**EXERCISE PROMPT:**
Copy out the complete listing, word for word.
------------------------------------------------------------
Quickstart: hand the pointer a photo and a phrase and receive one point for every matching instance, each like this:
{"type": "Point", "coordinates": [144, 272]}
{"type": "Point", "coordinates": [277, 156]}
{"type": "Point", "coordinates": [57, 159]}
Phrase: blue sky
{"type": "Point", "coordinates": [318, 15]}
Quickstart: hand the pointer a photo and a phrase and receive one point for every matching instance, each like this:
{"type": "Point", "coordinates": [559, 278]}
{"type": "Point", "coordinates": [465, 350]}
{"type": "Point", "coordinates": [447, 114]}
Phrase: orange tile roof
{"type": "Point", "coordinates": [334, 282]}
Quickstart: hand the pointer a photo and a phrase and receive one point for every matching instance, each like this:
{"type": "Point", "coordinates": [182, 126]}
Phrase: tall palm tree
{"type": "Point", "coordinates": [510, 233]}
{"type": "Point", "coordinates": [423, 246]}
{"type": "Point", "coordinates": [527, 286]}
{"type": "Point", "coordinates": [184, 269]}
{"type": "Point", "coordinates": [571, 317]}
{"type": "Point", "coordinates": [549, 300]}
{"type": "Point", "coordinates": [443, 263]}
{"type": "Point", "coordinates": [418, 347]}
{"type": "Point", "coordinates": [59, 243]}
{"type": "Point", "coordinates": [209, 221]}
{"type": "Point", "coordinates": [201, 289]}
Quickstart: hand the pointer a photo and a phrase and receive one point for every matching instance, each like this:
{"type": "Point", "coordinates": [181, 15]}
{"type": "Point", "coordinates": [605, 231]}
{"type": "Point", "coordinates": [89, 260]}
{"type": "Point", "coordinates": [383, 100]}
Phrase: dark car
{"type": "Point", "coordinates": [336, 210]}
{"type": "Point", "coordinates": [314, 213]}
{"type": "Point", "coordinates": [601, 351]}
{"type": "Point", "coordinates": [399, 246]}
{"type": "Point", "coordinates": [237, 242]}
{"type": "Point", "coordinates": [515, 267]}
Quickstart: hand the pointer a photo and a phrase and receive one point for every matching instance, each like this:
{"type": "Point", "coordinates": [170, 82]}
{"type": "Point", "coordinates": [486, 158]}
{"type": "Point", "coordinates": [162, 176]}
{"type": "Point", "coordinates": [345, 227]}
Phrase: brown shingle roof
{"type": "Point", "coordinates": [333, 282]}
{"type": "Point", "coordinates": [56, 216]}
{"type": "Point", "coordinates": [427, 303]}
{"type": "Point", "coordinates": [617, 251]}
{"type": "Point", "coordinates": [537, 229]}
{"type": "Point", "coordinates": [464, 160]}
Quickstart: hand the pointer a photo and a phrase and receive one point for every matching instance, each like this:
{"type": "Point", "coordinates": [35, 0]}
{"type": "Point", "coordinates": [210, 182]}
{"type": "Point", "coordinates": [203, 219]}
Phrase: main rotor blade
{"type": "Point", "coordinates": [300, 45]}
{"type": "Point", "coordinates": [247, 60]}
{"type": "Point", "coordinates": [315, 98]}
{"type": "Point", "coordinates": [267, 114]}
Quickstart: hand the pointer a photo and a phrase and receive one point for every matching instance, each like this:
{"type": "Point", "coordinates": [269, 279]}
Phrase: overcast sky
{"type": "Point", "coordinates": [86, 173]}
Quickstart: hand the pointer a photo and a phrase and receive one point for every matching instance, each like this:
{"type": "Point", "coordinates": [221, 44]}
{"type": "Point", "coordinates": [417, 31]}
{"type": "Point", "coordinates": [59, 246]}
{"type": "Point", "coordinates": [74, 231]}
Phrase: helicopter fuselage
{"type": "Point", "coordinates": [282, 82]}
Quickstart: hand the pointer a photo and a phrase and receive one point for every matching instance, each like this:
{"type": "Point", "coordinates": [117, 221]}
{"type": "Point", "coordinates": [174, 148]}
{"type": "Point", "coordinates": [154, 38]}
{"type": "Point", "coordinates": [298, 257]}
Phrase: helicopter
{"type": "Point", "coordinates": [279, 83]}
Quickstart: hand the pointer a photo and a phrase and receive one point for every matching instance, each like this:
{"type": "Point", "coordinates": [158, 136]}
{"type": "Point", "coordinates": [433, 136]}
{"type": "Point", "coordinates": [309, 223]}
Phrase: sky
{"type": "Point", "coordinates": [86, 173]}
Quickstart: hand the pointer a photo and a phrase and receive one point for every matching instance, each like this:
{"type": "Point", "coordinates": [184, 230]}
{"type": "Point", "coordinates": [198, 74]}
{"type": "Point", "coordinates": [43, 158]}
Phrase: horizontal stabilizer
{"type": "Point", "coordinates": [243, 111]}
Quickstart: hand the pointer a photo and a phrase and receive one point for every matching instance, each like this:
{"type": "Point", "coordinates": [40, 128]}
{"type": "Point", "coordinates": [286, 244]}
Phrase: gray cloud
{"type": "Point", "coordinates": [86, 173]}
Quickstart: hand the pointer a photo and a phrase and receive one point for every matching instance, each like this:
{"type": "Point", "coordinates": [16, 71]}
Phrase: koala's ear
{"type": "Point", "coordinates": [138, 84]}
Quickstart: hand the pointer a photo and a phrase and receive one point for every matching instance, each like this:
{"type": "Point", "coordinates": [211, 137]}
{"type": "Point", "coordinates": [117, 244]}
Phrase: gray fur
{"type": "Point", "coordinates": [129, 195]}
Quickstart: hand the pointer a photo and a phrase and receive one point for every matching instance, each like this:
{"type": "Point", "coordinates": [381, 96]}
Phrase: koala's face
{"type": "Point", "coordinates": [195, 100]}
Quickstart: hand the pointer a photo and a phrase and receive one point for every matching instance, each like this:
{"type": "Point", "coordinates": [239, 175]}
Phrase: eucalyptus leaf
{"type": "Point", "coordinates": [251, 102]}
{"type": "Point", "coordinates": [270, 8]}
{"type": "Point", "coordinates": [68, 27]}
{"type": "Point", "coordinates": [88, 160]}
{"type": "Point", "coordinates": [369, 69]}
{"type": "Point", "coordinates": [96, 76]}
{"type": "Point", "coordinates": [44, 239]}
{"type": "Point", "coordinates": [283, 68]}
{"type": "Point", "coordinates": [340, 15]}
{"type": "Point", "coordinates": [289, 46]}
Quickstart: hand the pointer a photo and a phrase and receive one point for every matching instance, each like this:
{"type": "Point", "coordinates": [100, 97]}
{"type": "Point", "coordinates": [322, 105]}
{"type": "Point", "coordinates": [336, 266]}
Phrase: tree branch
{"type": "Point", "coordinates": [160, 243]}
------------------------------------------------------------
**RESULT:**
Quickstart: hand the pointer a photo and a phrase and receive one point for every matching instance, each like this:
{"type": "Point", "coordinates": [144, 272]}
{"type": "Point", "coordinates": [277, 156]}
{"type": "Point", "coordinates": [57, 159]}
Phrase: blue sky
{"type": "Point", "coordinates": [318, 15]}
Quickstart: hand the pointer a photo and a phrase and receive one point for every matching instance, each like this:
{"type": "Point", "coordinates": [559, 278]}
{"type": "Point", "coordinates": [465, 350]}
{"type": "Point", "coordinates": [447, 114]}
Phrase: orange tile roof
{"type": "Point", "coordinates": [334, 282]}
Quickstart: hand the pointer a photo and a phrase and receive one point for every matching instance, each like this:
{"type": "Point", "coordinates": [182, 126]}
Phrase: tall palm tree
{"type": "Point", "coordinates": [510, 233]}
{"type": "Point", "coordinates": [423, 246]}
{"type": "Point", "coordinates": [527, 286]}
{"type": "Point", "coordinates": [184, 269]}
{"type": "Point", "coordinates": [571, 317]}
{"type": "Point", "coordinates": [549, 300]}
{"type": "Point", "coordinates": [443, 263]}
{"type": "Point", "coordinates": [418, 347]}
{"type": "Point", "coordinates": [59, 243]}
{"type": "Point", "coordinates": [209, 221]}
{"type": "Point", "coordinates": [201, 289]}
Quickstart: hand the pointer a photo and a phrase and receive one point for every matching instance, each like this:
{"type": "Point", "coordinates": [181, 15]}
{"type": "Point", "coordinates": [605, 231]}
{"type": "Point", "coordinates": [89, 260]}
{"type": "Point", "coordinates": [383, 100]}
Phrase: dark car
{"type": "Point", "coordinates": [336, 210]}
{"type": "Point", "coordinates": [314, 213]}
{"type": "Point", "coordinates": [601, 351]}
{"type": "Point", "coordinates": [399, 246]}
{"type": "Point", "coordinates": [237, 242]}
{"type": "Point", "coordinates": [515, 267]}
Quickstart: hand the pointer a photo and a phrase and receive one point for every matching instance, each like this:
{"type": "Point", "coordinates": [170, 82]}
{"type": "Point", "coordinates": [486, 158]}
{"type": "Point", "coordinates": [162, 176]}
{"type": "Point", "coordinates": [345, 227]}
Phrase: brown shingle roof
{"type": "Point", "coordinates": [333, 282]}
{"type": "Point", "coordinates": [56, 216]}
{"type": "Point", "coordinates": [427, 303]}
{"type": "Point", "coordinates": [617, 251]}
{"type": "Point", "coordinates": [537, 229]}
{"type": "Point", "coordinates": [464, 160]}
Quickstart: hand the pointer a photo and a phrase and receive one point for every matching instance, each like this:
{"type": "Point", "coordinates": [35, 0]}
{"type": "Point", "coordinates": [210, 182]}
{"type": "Point", "coordinates": [203, 219]}
Phrase: main rotor blade
{"type": "Point", "coordinates": [300, 45]}
{"type": "Point", "coordinates": [247, 60]}
{"type": "Point", "coordinates": [315, 98]}
{"type": "Point", "coordinates": [267, 114]}
Quickstart: hand the pointer a photo and a phrase and receive one point for every matching instance, each like this:
{"type": "Point", "coordinates": [269, 279]}
Phrase: overcast sky
{"type": "Point", "coordinates": [86, 173]}
Quickstart: hand the pointer a photo and a phrase and receive one point for every matching instance, each like this:
{"type": "Point", "coordinates": [221, 44]}
{"type": "Point", "coordinates": [417, 31]}
{"type": "Point", "coordinates": [59, 246]}
{"type": "Point", "coordinates": [74, 231]}
Phrase: helicopter fuselage
{"type": "Point", "coordinates": [282, 82]}
Quickstart: hand the pointer a photo and a phrase and receive one point for every matching instance, each like this:
{"type": "Point", "coordinates": [117, 221]}
{"type": "Point", "coordinates": [174, 148]}
{"type": "Point", "coordinates": [154, 38]}
{"type": "Point", "coordinates": [298, 257]}
Phrase: helicopter
{"type": "Point", "coordinates": [279, 83]}
Quickstart: hand the pointer a photo and a phrase and receive one point for every matching instance, each like this:
{"type": "Point", "coordinates": [158, 136]}
{"type": "Point", "coordinates": [433, 136]}
{"type": "Point", "coordinates": [309, 223]}
Phrase: sky
{"type": "Point", "coordinates": [86, 173]}
Quickstart: hand the pointer a photo and a phrase and receive one point for every matching instance, each like this:
{"type": "Point", "coordinates": [184, 230]}
{"type": "Point", "coordinates": [198, 74]}
{"type": "Point", "coordinates": [43, 158]}
Phrase: horizontal stabilizer
{"type": "Point", "coordinates": [243, 111]}
Quickstart: hand the pointer a photo and a phrase and receive one point for every matching instance, each like this:
{"type": "Point", "coordinates": [40, 128]}
{"type": "Point", "coordinates": [286, 244]}
Phrase: gray cloud
{"type": "Point", "coordinates": [86, 173]}
Quickstart: hand the pointer a photo and a phrase and receive one point for every matching instance, each like this:
{"type": "Point", "coordinates": [16, 71]}
Phrase: koala's ear
{"type": "Point", "coordinates": [138, 84]}
Quickstart: hand the pointer a photo and a phrase and receive one point for every matching instance, each like this:
{"type": "Point", "coordinates": [211, 137]}
{"type": "Point", "coordinates": [117, 244]}
Phrase: gray fur
{"type": "Point", "coordinates": [129, 195]}
Quickstart: hand the pointer a photo and a phrase and receive one point for every matching instance, each like this:
{"type": "Point", "coordinates": [381, 96]}
Phrase: koala's face
{"type": "Point", "coordinates": [195, 100]}
Quickstart: hand the pointer a photo and a phrase and receive one point for every matching instance, each like this:
{"type": "Point", "coordinates": [239, 175]}
Phrase: eucalyptus leaf
{"type": "Point", "coordinates": [251, 102]}
{"type": "Point", "coordinates": [270, 8]}
{"type": "Point", "coordinates": [68, 27]}
{"type": "Point", "coordinates": [88, 160]}
{"type": "Point", "coordinates": [369, 69]}
{"type": "Point", "coordinates": [96, 76]}
{"type": "Point", "coordinates": [44, 239]}
{"type": "Point", "coordinates": [283, 68]}
{"type": "Point", "coordinates": [340, 15]}
{"type": "Point", "coordinates": [289, 46]}
Quickstart: hand the pointer a photo and a phrase and receive one point for every matching instance, each like this:
{"type": "Point", "coordinates": [100, 97]}
{"type": "Point", "coordinates": [322, 105]}
{"type": "Point", "coordinates": [336, 266]}
Phrase: tree branch
{"type": "Point", "coordinates": [160, 243]}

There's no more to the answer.